*** EXCERPTED DATA Section Begins ***

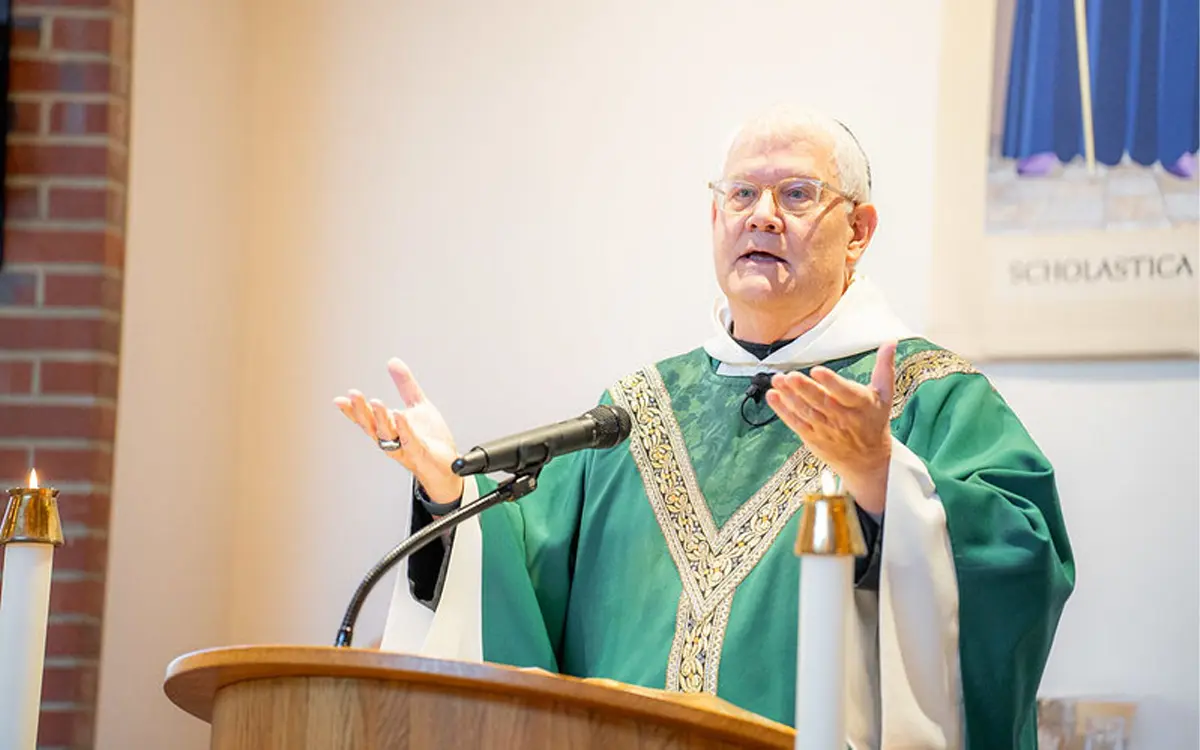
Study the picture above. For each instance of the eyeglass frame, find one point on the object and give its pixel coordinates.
(774, 192)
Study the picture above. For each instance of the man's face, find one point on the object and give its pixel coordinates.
(771, 258)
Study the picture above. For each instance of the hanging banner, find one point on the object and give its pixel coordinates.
(1066, 190)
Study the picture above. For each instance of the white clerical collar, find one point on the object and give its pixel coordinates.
(859, 322)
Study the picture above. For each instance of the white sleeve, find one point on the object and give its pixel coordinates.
(455, 629)
(904, 678)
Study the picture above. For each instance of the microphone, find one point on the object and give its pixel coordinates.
(522, 454)
(757, 390)
(600, 427)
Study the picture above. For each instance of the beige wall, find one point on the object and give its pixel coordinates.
(174, 491)
(513, 198)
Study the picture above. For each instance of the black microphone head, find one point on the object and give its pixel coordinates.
(613, 425)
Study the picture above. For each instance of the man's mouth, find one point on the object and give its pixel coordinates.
(761, 256)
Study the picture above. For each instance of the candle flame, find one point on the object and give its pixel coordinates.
(828, 483)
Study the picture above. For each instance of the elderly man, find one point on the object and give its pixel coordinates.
(667, 561)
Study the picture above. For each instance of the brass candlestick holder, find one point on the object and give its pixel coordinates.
(31, 516)
(829, 523)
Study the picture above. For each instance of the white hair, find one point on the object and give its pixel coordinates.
(853, 169)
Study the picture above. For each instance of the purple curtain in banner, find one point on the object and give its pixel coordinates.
(1144, 79)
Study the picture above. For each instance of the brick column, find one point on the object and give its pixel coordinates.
(60, 312)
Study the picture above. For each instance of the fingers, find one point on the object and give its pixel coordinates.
(805, 395)
(405, 433)
(883, 377)
(406, 384)
(385, 430)
(345, 406)
(846, 393)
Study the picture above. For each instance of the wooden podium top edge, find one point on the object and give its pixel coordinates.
(193, 679)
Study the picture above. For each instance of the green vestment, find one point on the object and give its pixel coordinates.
(667, 561)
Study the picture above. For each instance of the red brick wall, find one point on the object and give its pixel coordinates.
(60, 312)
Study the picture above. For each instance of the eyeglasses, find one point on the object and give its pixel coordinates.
(796, 196)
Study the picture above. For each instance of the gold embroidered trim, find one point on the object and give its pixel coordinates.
(696, 649)
(922, 367)
(711, 562)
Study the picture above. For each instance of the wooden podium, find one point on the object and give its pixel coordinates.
(292, 697)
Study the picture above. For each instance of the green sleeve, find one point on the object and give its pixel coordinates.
(1012, 556)
(528, 557)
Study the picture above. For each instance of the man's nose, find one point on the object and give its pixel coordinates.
(766, 216)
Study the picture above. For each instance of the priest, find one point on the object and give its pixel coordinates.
(667, 561)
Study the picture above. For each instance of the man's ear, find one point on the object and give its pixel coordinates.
(862, 222)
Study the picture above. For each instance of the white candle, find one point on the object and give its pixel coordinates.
(821, 663)
(828, 541)
(29, 533)
(24, 609)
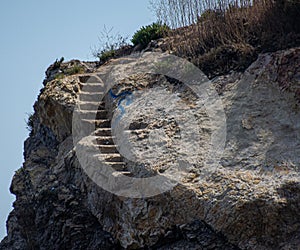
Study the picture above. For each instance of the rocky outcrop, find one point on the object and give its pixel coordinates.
(250, 200)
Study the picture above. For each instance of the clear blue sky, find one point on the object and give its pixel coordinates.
(33, 34)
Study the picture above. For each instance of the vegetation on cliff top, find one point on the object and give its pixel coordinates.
(217, 36)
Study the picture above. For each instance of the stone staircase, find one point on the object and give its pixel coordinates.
(93, 112)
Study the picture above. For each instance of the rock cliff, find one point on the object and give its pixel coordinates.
(249, 199)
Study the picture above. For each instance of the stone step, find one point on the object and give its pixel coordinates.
(118, 166)
(90, 79)
(105, 140)
(108, 149)
(91, 96)
(113, 158)
(87, 114)
(91, 87)
(99, 123)
(110, 157)
(126, 173)
(103, 132)
(91, 105)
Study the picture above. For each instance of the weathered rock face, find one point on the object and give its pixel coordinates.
(250, 201)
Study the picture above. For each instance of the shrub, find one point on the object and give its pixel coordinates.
(110, 43)
(75, 69)
(150, 32)
(30, 122)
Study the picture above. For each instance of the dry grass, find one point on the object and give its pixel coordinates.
(225, 35)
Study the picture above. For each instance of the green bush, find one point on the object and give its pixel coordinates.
(30, 122)
(150, 32)
(75, 69)
(110, 43)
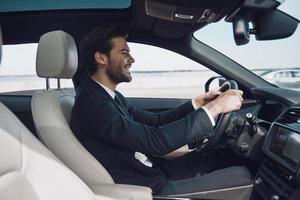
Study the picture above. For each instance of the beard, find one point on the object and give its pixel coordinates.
(118, 74)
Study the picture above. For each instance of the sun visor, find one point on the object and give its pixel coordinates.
(189, 11)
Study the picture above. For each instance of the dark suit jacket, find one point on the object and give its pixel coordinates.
(113, 133)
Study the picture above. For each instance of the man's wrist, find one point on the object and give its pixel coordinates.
(210, 116)
(213, 108)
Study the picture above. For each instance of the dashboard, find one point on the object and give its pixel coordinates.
(267, 133)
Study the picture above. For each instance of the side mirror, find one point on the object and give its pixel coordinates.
(275, 25)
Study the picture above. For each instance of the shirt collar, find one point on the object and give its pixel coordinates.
(109, 91)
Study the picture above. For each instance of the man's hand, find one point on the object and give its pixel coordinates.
(226, 102)
(206, 97)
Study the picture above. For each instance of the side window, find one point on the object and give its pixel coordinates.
(297, 74)
(161, 73)
(17, 71)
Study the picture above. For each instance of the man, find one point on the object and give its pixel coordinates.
(120, 135)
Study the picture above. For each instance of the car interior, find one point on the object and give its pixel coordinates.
(42, 159)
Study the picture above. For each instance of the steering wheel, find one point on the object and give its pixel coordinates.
(221, 122)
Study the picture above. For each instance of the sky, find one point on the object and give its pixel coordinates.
(279, 53)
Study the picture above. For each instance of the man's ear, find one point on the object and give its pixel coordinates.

*** EXCERPTED DATA Section Ends ***

● **BRIEF**
In your copy, include no pictures; print every line above exactly.

● **TASK RESULT**
Study the picture above. For each instance of the eyeglass frame, find one point on the object and give its pixel coordinates.
(774, 192)
Study the picture above. For each instance of the man's face, find one point on the object and give its pixel coordinates.
(771, 258)
Study the picture above. For each instance of the hanging banner, find one point on the object and give its pixel coordinates.
(1066, 190)
Study the picture above. For each instance of the white clerical collar, find one point on the object and give its pixel coordinates.
(859, 322)
Study the picture above. For each instance of the white sleeve, find one point on the object and give its pixel coordinates.
(455, 629)
(904, 678)
Study the picture above. For each instance of the microphone, find one point on the object and give its pixel coordinates.
(522, 454)
(757, 390)
(600, 427)
Study the picture above. For each instance of the beige wall, find one point on the object and give its pixel coordinates.
(174, 491)
(513, 198)
Study the picture above. For each instance of the black microphone head, find one point on the object and give its pixel coordinates.
(613, 425)
Study the picture above. For each instance of the man's mouth, find one point on the object and give its pixel coordinates.
(761, 256)
Study the picture above. For each instance of the candle flame, find one point on the object and give its pixel coordinates.
(828, 483)
Study the picture above. For each instance of the elderly man, find one point on the object and give its pixel coordinates.
(667, 561)
Study the picture above. For each instance of the brass candlestick holder, find one point on the object and give its pixel coordinates.
(31, 516)
(829, 523)
Study the picture above. For each instance of the white hair, find one point on the object and give its pixel coordinates.
(853, 169)
Study the picture above. For each instance of the purple curtain in banner, find one point on the object and give its pixel coordinates.
(1144, 79)
Study the picture above. For each instance of the brick column, find one point on the object and give its pixel coordinates.
(60, 312)
Study the picture above. For each instance of the fingers, find one point on the object and give its pixel coordinates.
(805, 395)
(405, 433)
(883, 377)
(406, 384)
(385, 430)
(345, 406)
(846, 393)
Study the picture above. For each instance of the wooden podium top edge, find one point on the object and give its pixel coordinates.
(193, 679)
Study the picture above. For each instance of the green vestment, find one point on the object and give its pixel coordinates.
(667, 561)
Study the picture above. For each instance of the red brick wall, find one point on the object and give its pixel coordinates.
(60, 312)
Study the picture above. For each instance of the eyeglasses, find one point on the object and give its pixel coordinates.
(796, 196)
Study the picture above. For each instance of the gold embroidered trim, find one point on the object and give its pixel coordinates.
(696, 649)
(922, 367)
(711, 562)
Study the picture above. For each instance of the wooden podium, find one point on the object and give its pixel coordinates.
(292, 697)
Study the picture above. For each instance of the green sleeve, find one point on the object and give its pixel coordinates.
(1012, 556)
(528, 557)
Study the picture above. For each instance of the man's nose, find one point on the object and give its pixel coordinates.
(766, 216)
Study the picture above. For each instance of the priest, find one point on the object and give its pixel coordinates.
(667, 561)
Study the picture above. For each instance of the man's ear, find one point on the object and give its pixel coordinates.
(862, 222)
Study the picture above. For each instance of the white candle, find one point on the object and give its pixel coordinates.
(821, 663)
(828, 541)
(29, 533)
(24, 609)
Study the picture above. For each instance of the rocky outcrop, find one point on the object and give its pixel coordinates.
(250, 200)
Study the picture above. For each instance of the clear blue sky, find one point on the object and give its pixel coordinates.
(33, 34)
Study the picture above. For each instance of the vegetation on cliff top, find one point on the object and give its pixel coordinates.
(217, 36)
Study the picture above. For each instance of the stone staircase, find one point on the object and give its pixel coordinates.
(93, 112)
Study the picture above. For each instance of the rock cliff, find one point on the object and give its pixel coordinates.
(249, 199)
Study the picture above. For each instance of the stone step, find one point on the object and give its pixel coordinates.
(118, 166)
(90, 79)
(105, 140)
(108, 149)
(91, 96)
(113, 158)
(87, 114)
(91, 87)
(99, 123)
(110, 157)
(126, 173)
(103, 132)
(91, 105)
Study the picture above. For each instance of the weathered rock face, find one point on the object and give its pixel coordinates.
(250, 201)
Study the picture above. For each instance of the shrub, find one point on the object and give its pixel coordinates.
(110, 43)
(75, 69)
(150, 32)
(30, 122)
Study the picture above. For each instance of the dry grass, find one point on the object and give its pixel coordinates.
(225, 35)
Study the picture above. For each instance of the green bush, find one point on the object and give its pixel coordinates.
(30, 122)
(150, 32)
(75, 69)
(110, 43)
Study the picture above. For each instance of the beard, find one point on the object and give its pixel coordinates.
(118, 74)
Study the picture above. For each instance of the sun visor, find one point on the object and give its pixel coordinates.
(189, 11)
Study the picture above. For each instance of the dark suit jacket, find one point on the object and give its pixel coordinates.
(113, 133)
Study the picture above. For each instance of the man's wrist, find one point on the object and give its pixel coordinates.
(210, 116)
(213, 108)
Study the picture above. For each instance of the dashboard, find one point on the object and give its pixel coordinates.
(267, 133)
Study the picture above. For each instance of the side mirror, find one point on the object and give its pixel coordinates.
(275, 25)
Study the picture above. For each instance of the shirt collar, find one point on the object and give its pixel coordinates.
(109, 91)
Study the picture above. For each instance of the man's hand, find one point on the object and give its pixel coordinates.
(226, 102)
(206, 97)
Study the picture above. For each instance of the side window, find one point on the object and give its pixel coordinates.
(297, 74)
(161, 73)
(17, 71)
Study the picture above. For each instance of the man, find one point on the object and give its pixel coordinates.
(120, 135)
Study the picture above. For each instance of the car interior, find one point on the object and give its pixel coordinates.
(42, 159)
Study the picture above. For each instance of the steering wheel, find one point on the object and give its pixel coordinates.
(221, 122)
Study the picture above. For each instance of the sky, find one point on the object and give its pixel coordinates.
(279, 53)
Study the picture above. For each instance of the man's ear, find one point on the object and give its pixel coordinates.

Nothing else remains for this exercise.